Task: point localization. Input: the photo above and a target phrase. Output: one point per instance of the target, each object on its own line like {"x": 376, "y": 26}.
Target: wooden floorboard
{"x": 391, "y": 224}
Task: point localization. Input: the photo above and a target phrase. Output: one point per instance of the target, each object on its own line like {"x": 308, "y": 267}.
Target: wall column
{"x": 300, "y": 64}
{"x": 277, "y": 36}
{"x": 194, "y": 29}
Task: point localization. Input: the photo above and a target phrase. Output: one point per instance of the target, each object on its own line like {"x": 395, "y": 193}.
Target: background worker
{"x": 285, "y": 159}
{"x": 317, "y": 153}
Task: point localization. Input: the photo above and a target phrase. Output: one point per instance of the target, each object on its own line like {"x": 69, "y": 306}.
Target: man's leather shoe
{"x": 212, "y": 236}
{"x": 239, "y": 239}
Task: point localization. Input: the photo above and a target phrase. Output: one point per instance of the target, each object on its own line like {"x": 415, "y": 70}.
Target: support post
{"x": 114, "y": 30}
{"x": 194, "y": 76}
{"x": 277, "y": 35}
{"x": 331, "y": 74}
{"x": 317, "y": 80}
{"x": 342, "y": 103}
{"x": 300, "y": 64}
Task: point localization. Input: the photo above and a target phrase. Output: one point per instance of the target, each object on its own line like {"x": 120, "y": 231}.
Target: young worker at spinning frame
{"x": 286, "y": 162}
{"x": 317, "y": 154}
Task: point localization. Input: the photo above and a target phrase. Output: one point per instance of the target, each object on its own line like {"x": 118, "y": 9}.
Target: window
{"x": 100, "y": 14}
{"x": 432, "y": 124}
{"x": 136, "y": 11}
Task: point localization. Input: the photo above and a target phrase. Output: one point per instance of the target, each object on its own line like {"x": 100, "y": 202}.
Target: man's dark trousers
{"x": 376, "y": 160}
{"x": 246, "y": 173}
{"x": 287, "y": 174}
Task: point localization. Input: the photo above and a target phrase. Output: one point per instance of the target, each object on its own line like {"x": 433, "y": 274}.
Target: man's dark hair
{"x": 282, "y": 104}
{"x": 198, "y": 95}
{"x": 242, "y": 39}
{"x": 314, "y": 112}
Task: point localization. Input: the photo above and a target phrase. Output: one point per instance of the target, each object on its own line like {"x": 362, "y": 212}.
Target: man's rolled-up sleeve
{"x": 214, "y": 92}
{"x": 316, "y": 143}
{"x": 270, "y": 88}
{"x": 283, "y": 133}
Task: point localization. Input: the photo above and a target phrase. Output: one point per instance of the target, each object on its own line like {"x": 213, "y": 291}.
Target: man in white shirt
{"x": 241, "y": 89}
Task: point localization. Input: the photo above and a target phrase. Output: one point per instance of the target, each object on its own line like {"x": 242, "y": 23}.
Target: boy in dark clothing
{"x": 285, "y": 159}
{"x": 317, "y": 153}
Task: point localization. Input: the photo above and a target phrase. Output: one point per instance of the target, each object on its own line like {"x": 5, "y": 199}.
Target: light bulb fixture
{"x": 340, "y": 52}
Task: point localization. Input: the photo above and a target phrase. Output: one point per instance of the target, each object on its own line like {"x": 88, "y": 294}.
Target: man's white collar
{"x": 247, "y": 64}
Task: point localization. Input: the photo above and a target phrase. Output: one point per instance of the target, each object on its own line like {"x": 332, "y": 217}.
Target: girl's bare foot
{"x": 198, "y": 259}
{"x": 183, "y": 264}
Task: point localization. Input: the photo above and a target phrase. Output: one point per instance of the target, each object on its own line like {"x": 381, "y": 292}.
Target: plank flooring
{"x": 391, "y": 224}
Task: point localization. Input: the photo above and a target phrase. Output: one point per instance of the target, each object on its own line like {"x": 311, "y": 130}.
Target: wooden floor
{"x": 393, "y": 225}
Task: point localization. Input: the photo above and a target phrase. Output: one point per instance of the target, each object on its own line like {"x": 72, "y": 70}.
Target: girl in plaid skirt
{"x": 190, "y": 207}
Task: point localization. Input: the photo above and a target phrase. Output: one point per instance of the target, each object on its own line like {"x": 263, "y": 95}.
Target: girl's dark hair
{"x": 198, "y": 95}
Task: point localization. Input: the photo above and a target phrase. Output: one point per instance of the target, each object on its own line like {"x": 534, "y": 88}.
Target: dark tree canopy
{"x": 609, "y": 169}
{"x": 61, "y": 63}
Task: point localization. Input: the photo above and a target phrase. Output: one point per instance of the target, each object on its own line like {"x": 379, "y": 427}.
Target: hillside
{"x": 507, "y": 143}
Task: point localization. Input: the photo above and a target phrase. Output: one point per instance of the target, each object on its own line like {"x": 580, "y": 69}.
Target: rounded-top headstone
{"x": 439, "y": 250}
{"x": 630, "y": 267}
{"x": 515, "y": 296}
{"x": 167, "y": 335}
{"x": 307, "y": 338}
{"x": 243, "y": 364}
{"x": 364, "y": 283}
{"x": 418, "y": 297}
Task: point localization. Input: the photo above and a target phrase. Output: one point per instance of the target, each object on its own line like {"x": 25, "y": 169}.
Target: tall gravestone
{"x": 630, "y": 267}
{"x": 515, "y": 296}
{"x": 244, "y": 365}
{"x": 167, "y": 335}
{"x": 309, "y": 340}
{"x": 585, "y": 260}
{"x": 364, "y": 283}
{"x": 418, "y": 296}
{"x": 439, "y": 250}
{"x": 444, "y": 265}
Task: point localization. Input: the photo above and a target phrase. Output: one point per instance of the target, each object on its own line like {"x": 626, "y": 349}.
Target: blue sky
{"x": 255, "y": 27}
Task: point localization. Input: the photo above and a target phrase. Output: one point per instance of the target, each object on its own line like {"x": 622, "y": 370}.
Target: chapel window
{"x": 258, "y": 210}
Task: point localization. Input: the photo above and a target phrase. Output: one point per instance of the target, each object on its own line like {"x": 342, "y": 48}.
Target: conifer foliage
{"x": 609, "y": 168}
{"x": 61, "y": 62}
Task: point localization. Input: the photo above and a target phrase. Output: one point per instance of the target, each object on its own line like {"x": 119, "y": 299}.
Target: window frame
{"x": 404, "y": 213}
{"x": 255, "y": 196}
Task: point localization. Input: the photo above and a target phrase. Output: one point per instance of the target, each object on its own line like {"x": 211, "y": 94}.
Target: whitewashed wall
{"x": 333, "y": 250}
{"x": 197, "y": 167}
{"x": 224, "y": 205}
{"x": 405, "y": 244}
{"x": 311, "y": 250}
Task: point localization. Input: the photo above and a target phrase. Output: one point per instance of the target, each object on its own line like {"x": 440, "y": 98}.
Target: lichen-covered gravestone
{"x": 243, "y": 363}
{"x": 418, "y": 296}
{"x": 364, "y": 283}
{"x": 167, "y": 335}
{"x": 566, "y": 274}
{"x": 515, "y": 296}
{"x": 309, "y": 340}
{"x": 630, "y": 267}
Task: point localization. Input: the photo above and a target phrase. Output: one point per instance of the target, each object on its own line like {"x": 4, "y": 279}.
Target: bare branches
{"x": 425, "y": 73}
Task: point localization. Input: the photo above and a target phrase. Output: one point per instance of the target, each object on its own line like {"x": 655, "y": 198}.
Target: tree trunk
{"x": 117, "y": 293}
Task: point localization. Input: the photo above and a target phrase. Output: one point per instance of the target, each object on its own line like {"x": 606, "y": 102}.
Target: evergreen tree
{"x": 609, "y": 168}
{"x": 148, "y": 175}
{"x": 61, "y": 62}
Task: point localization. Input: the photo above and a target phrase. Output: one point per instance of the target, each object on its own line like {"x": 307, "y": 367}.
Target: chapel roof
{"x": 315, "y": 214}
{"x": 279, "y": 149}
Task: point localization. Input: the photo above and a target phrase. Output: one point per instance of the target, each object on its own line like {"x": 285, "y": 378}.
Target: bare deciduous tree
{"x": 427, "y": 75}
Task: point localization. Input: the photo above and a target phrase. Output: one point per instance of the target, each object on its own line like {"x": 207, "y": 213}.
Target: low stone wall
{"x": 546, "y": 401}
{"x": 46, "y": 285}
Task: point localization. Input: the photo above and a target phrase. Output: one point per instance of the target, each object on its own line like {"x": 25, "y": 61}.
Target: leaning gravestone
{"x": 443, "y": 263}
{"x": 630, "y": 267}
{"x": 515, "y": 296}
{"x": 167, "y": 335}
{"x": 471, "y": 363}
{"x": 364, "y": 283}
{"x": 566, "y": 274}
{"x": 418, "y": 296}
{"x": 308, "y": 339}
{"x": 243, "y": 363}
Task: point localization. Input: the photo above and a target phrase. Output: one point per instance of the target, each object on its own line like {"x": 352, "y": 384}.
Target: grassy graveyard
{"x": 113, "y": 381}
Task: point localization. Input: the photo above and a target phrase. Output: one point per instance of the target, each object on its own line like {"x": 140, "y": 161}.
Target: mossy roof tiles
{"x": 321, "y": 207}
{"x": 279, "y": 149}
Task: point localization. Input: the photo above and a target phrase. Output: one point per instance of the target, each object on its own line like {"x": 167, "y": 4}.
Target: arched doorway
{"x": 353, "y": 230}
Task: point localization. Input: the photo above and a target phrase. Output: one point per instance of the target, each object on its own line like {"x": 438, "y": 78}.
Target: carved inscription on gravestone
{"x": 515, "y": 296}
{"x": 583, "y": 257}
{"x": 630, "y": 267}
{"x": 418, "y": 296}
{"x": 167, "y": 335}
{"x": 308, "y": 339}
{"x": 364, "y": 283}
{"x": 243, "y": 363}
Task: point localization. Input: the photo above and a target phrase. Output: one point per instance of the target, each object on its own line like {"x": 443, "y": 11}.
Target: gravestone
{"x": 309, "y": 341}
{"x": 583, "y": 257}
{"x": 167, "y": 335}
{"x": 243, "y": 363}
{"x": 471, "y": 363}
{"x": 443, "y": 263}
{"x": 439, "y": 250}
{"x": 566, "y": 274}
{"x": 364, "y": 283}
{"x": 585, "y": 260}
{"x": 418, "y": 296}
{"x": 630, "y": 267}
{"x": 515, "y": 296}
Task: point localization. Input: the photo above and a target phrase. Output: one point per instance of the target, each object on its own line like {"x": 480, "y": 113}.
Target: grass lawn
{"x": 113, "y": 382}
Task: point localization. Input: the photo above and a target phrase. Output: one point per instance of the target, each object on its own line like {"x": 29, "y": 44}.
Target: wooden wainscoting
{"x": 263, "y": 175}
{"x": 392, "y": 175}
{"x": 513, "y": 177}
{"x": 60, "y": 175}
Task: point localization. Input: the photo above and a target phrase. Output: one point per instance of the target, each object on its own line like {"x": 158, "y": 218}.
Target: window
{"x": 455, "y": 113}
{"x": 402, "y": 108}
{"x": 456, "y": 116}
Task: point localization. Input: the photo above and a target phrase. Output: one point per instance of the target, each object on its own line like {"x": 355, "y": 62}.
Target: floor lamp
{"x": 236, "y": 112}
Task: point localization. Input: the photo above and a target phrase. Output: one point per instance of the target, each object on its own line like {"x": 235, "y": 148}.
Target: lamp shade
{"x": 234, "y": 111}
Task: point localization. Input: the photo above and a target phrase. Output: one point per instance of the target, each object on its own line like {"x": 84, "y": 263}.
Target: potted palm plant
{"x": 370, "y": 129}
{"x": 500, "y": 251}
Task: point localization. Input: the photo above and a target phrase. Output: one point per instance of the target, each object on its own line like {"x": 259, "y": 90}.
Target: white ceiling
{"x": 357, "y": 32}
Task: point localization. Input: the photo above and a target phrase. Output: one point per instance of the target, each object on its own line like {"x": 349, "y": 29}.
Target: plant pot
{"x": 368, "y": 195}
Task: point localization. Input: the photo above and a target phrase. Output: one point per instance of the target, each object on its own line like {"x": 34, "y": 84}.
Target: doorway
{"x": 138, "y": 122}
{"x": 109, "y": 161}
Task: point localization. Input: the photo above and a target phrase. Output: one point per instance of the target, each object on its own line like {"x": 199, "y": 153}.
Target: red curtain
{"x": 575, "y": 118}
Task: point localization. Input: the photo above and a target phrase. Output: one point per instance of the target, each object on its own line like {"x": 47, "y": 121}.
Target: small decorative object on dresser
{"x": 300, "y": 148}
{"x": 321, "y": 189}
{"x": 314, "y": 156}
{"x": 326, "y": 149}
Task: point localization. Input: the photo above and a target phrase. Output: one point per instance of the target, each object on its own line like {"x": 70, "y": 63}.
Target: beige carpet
········
Your objective:
The answer consists of the line holding "Target: plant pot" and every line after it up to the end of the records, word for word.

Answer to this problem:
Target: plant pot
{"x": 368, "y": 195}
Task: point localization. Input: the photo above and a target phrase. Output: one point per instance of the target, each object on its own line like {"x": 34, "y": 84}.
Target: doorway
{"x": 138, "y": 122}
{"x": 109, "y": 161}
Task: point localization. Input: the photo above and a target phrase. Output: one point per instance of the target, each object on its own line like {"x": 199, "y": 153}.
Target: red curtain
{"x": 575, "y": 118}
Task: point localization. Input: the photo above and a target phrase. Output: one point per instance of the target, each object on its own line like {"x": 47, "y": 121}.
Target: small decorative object on dresser
{"x": 300, "y": 148}
{"x": 321, "y": 189}
{"x": 314, "y": 156}
{"x": 326, "y": 149}
Task: point localization. Input: the photo above and a target phrase. Output: one point per instance of the target, each object on its own line like {"x": 70, "y": 63}.
Target: beige carpet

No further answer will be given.